• WHAT TO DO: Copy the lines of the material below word for word, starting at the line that contains "[locate] the bench backrest" and ending at the line that contains "x=193, y=260", with both of those lines included.

• DATASET CONTENT:
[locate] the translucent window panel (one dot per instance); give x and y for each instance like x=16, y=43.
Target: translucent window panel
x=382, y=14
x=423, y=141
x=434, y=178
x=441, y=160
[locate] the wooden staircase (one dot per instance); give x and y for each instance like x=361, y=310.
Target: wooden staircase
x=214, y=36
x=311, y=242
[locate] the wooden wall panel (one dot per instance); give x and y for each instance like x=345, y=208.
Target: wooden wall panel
==
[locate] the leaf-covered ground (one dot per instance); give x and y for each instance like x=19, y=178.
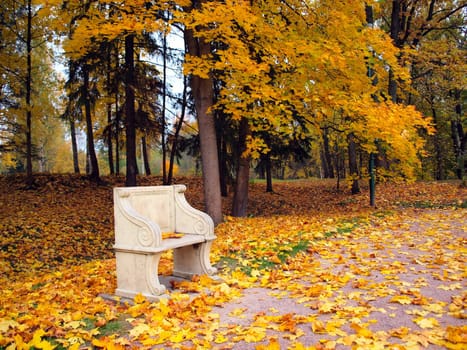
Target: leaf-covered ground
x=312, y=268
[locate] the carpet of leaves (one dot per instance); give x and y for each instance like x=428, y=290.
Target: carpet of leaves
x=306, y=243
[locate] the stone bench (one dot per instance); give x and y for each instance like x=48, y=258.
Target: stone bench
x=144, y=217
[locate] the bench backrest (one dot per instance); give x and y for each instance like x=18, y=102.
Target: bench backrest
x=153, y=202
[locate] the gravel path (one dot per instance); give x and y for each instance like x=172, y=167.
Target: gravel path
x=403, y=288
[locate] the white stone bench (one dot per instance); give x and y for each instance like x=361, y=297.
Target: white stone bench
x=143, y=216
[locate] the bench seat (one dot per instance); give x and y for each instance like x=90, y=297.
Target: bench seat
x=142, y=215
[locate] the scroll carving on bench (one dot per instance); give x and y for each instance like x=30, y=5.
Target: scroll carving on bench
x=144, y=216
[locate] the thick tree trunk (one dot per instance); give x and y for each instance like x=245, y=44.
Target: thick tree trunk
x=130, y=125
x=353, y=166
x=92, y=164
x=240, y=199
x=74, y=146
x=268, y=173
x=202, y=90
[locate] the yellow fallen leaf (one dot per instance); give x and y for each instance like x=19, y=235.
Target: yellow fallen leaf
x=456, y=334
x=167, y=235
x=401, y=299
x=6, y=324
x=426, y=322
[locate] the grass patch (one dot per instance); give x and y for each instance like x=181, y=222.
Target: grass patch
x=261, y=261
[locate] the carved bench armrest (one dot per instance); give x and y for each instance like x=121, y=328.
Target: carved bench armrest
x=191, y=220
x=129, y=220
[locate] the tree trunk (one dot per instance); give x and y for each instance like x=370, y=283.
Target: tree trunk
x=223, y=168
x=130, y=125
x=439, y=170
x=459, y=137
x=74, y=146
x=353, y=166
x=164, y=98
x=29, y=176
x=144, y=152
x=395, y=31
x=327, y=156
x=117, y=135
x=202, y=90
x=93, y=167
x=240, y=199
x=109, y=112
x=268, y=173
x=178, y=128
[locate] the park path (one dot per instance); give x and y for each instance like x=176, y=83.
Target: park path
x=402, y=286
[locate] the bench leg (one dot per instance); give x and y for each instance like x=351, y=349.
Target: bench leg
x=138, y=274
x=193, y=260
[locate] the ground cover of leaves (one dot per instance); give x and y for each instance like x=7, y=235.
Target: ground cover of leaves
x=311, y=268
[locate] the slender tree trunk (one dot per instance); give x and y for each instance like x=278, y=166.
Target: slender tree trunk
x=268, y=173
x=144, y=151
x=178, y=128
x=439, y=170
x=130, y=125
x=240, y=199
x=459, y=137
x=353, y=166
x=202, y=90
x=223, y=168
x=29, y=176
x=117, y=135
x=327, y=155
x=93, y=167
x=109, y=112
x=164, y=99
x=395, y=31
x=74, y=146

• REPLY:
[locate] the bench backrest (one dot per instance); give x and y for each instance like x=18, y=102.
Target: bench backrest
x=153, y=202
[locate] the gravel path (one dot per instance); give x and y for each instance like x=172, y=167.
Target: gravel path
x=403, y=288
[locate] the white stone bench (one dot per instance); give x and y for each instance like x=361, y=297.
Target: white stone bench
x=143, y=216
[locate] the bench seat (one dot per instance); give x and y for each instance like x=90, y=297.
Target: bench seat
x=142, y=215
[locate] the scroll carving on bench (one dot per instance); give x and y for each instance like x=30, y=5.
Target: scroll carving on bench
x=144, y=216
[locate] the thick tree trunk (one dot per instance); give x and y for each instance like x=245, y=44.
Target: thick tree trunk
x=130, y=125
x=353, y=166
x=92, y=164
x=240, y=199
x=74, y=146
x=268, y=173
x=202, y=90
[locate] the yellow fallen leaf (one dot per instance); give x and y for each instance like x=19, y=235.
Target: yellow fallen leaf
x=456, y=334
x=167, y=235
x=401, y=299
x=6, y=324
x=426, y=322
[locate] the grass patch (one dot per instance); give x and y for each instance like x=181, y=222.
Target: grass patch
x=261, y=261
[locate] the carved bench armrest (one dot per instance); give x and y for each instance like x=121, y=328.
Target: carved bench armrest
x=191, y=220
x=129, y=220
[locate] the tree trunk (one dot per instance); give x and y for each instance like x=370, y=283.
Target: tree trunk
x=223, y=168
x=130, y=125
x=439, y=170
x=459, y=137
x=74, y=146
x=353, y=166
x=164, y=98
x=29, y=176
x=144, y=152
x=395, y=31
x=327, y=156
x=117, y=135
x=202, y=90
x=93, y=167
x=240, y=199
x=109, y=112
x=268, y=173
x=178, y=128
[locate] the park path (one dot per instance); give x and y for each instance like x=176, y=83.
Target: park path
x=402, y=286
[locate] the bench leg (one dot per instance); give x and y for each instance like x=351, y=349.
Target: bench leg
x=138, y=274
x=193, y=260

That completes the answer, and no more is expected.